### Exercise passage:
※

So, when I read stories, like the one in Newsweek this week, entitled “Don’t Get Cancer if You’re in Prison,” I echo back to images of Mamie in a hospital bed and Dolly storming into our class from that awful hospital van ride. And I echo back to my own breast cancer more than fifteen years ago, where I immediately had help from friends and family, excellent medical care, a good prognosis, and follow-up treatment. Today I am as healthy as I ever have been.
But not so for so many who suffer such a gruesome disease in prison. The story of Manfred Dehe, reported in that Newsweek article, stated he had to beg health care workers at the Arizona State Prison Complex-Eyman for health care. It took Dehe six months to get an exam that proved he had metastatic prostate cancer after blood tests were alarmingly elevated. Likewise, a California prisoner, Ferdinand Dix, “complained for two years of lung cancer symptoms such as chronic cough and shortness of breath, and tested positive for tuberculosis—but never received proper treatment.”
“There is little public investment in correctional health care systems, and generally speaking neither public nor private providers can offer competitive salaries to prison health care workers,” wrote Victoria Bekiempis. Problematic too are privatized prison health care groups like Wexford Health Sources and Corizon, considered to be in it for the money—both well-aware of Dehe’s symptoms, said the Newsweek article.
Massachusetts’s Deborah DiMasi, the wife of convicted former House Speaker Sal DiMasi has gone on record over and over that she fears her husband will die in prison. I wrote about Sal DiMasi for Boston Magazine delineating the poor treatment he received behind bars in 2013. On July 13, 2015, his wife told WGBH her husband waited for a biopsy for three months. “There was seven months of time that his cancer was allowed to spread, and it did spread. So that to me is just so inhumane.”

※

### What this task involves:
Can you carry the piece on cancer care in prisons further, starting right after its final sentence? The entries that follow have no connection to the piece on prison cancer care.

### Data shown:
※

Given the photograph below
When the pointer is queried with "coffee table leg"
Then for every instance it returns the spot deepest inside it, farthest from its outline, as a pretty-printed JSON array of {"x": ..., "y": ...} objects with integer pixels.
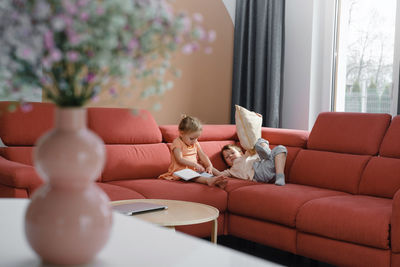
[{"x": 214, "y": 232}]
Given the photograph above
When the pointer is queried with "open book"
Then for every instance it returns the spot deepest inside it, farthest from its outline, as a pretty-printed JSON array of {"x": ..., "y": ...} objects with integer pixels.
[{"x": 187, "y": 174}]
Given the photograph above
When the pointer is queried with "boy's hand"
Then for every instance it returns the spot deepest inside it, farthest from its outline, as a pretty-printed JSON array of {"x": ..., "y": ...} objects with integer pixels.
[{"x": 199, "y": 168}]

※

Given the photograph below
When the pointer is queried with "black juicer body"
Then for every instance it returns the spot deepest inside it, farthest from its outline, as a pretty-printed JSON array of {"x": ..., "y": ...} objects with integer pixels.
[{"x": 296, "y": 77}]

※

### Reply to the exercise:
As I wrote in 2013, we should be giving treatment to sick and dying prisoners. And Massachusetts should be supporting medical release in dire cases for the ill and elderly. Per my online article in Boston Magazine about DiMasi, “more than forty states have some sort of medical release provision. According to Modern Healthcare, an online news weekly, Michigan has managed to release 100 elderly and infirm prisoners since 2008.” In Massachusetts it costs more than $68,000 to house a state prisoner who is sick and dying, “If those 100 prisoners were released and lived for one year beyond their release, it would mean a savings of $6.8 million.”
Which brings me to another occurrence this week: why the Massachusetts Legislature needs to support an override by the governor to Prisoners’ Legal Services’ (PLS) budget. While PLS is a nonprofit, its biggest source of funding is its contract with the Masschusetts Supreme Judicial Court. Governor Charlie Baker vetoed 12% (over $190,000) of PLS’ appropriation last Friday.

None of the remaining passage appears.